Task requirements | Gather every line of the data below that contains the string "forest", where case counts.

-- start of Excerpted data --

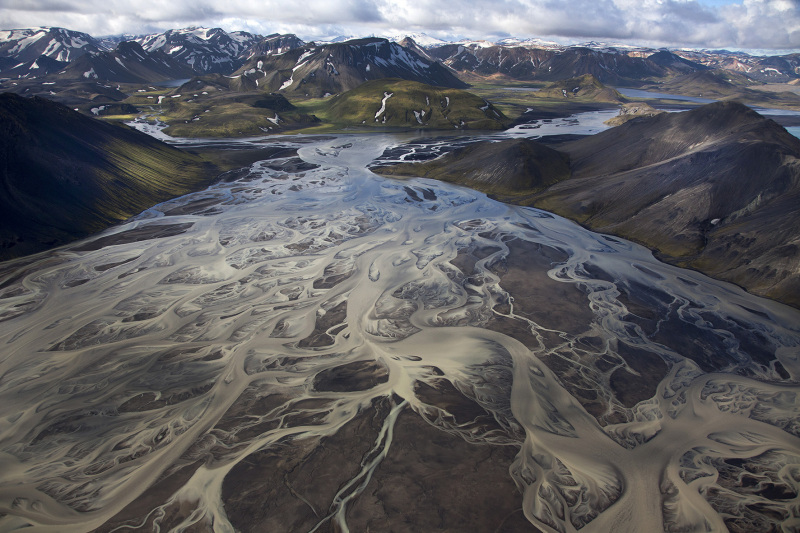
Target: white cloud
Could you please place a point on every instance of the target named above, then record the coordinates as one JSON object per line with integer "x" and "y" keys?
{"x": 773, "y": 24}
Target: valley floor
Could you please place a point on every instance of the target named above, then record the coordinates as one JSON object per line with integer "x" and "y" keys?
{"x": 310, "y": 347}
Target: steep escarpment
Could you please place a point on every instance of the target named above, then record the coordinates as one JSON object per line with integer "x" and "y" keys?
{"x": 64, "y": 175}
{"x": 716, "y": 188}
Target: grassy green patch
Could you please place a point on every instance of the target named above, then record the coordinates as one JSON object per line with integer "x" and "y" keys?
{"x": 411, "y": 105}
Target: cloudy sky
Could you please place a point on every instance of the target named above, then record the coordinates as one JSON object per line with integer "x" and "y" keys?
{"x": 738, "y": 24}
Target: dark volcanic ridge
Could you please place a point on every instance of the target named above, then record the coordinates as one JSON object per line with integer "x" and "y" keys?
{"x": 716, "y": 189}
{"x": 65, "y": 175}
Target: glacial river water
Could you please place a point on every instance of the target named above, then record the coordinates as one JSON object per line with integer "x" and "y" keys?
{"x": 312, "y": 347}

-- end of Excerpted data --
-- start of Excerpted data --

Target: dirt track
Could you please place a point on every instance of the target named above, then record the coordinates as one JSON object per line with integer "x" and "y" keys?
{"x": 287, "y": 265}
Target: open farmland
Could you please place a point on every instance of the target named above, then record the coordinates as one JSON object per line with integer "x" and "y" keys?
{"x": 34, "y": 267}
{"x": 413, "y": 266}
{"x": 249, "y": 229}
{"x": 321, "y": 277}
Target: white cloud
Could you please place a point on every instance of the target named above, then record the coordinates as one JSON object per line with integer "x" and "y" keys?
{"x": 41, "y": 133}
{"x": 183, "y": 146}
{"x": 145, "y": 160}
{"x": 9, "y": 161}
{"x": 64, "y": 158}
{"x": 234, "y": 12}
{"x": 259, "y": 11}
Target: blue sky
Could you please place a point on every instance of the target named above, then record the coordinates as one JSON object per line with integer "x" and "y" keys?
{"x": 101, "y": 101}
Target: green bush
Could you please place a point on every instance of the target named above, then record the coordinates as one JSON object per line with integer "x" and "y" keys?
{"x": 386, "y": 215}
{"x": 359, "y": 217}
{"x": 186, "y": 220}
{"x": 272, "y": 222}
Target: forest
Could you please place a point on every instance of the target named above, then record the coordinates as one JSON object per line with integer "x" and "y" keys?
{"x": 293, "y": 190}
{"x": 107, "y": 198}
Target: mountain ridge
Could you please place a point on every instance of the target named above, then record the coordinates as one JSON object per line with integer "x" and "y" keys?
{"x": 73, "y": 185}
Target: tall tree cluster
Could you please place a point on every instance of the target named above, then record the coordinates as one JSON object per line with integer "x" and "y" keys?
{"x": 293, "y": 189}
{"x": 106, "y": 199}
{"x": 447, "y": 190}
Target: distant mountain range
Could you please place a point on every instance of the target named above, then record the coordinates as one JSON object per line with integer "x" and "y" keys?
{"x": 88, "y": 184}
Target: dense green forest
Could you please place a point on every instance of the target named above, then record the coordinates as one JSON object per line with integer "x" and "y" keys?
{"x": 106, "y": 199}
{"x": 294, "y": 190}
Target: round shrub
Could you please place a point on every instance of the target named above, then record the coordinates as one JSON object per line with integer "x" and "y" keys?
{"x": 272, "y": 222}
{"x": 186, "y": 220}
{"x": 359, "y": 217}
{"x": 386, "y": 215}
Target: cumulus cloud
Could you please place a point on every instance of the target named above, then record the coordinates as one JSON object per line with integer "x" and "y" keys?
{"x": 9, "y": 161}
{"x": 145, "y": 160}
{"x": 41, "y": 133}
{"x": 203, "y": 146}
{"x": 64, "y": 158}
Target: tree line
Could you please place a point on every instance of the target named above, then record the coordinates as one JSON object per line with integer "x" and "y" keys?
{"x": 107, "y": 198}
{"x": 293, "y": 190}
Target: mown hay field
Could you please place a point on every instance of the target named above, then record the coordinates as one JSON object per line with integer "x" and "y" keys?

-- end of Excerpted data --

Task output |
Target: forest
Target: dense green forest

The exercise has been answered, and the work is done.